Segment Start: Extract to read

Catch-22: It’s expensive to “DIY” a LLM. Organizations without funding for this will turn to pre-trained models like ChatGPT. This requires uploading proprietary data to a cloud service, so the pre-trained model has access to it for use with RAG. Huge industries like health care, government, military, legal and finance simply can’t do this legally. Their only choice is to spend and recruit to host the models on their own servers, and build out RAG from there. This is expensive in itself. Training a new model is much more expensive, and requires expensive expertise (law firms probably don’t want to hire dozens of data scientists and other tech experts). Companies without deep pockets can upload data and use pretrained models, but they will likely have proprietary data they want to protect too. So, spend lots of money to “DIY” it, or cross your fingers with storing the crown jewels in the cloud using platforms like ChatGPT or Llama 2.

Segment End: Extract to read

Exercise goal ::
Answer these from the text on the cost of a DIY LLM:
(a) Which industries does it say cannot legally upload proprietary data to a cloud service?
(b) Besides costing much more, what does training a new model require?
(c) Which two platforms does the last sentence name for storing data in the cloud?

Segment Start: Material provided

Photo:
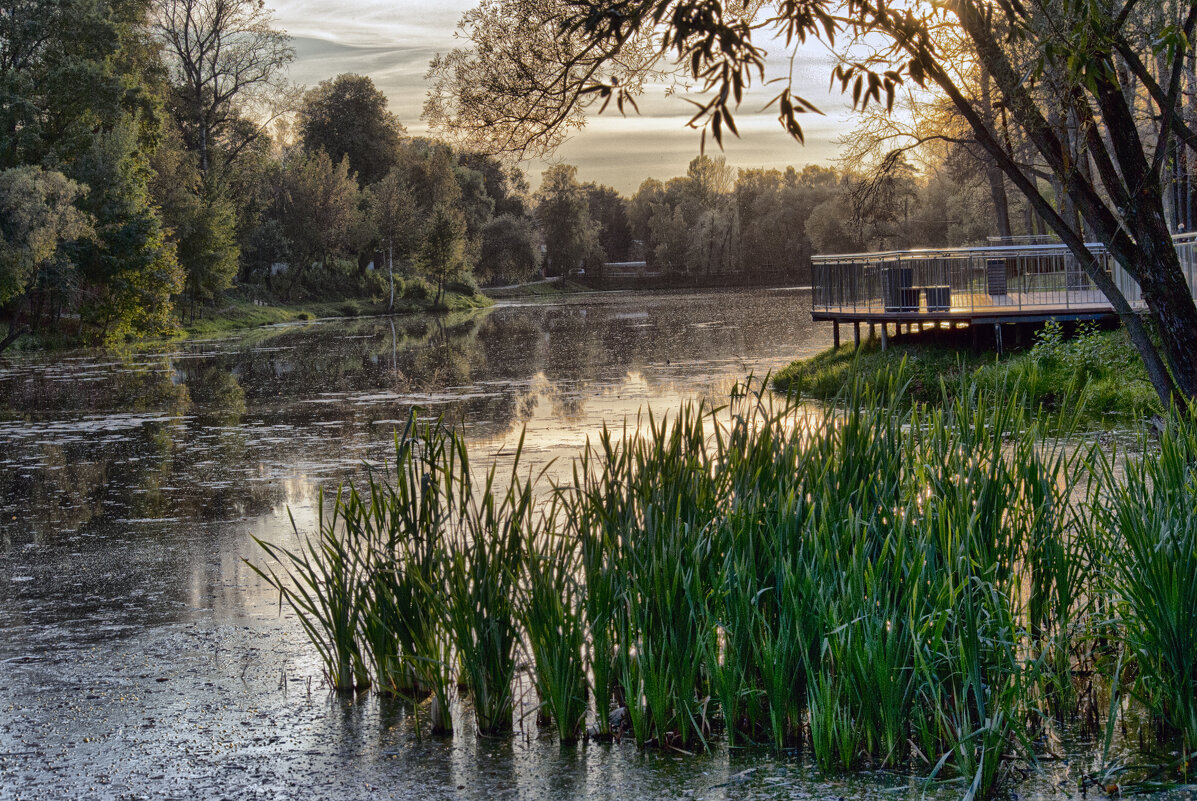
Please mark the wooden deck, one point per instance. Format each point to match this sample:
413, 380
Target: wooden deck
990, 286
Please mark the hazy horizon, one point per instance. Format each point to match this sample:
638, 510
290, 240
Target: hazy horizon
393, 46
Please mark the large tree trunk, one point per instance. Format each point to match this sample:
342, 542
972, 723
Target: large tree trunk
992, 171
1130, 223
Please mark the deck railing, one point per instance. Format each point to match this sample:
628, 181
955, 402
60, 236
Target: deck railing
962, 280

Segment End: Material provided

Solution ::
(a) Health care, government, military, legal and finance.
(b) Expensive expertise.
(c) ChatGPT and Llama 2.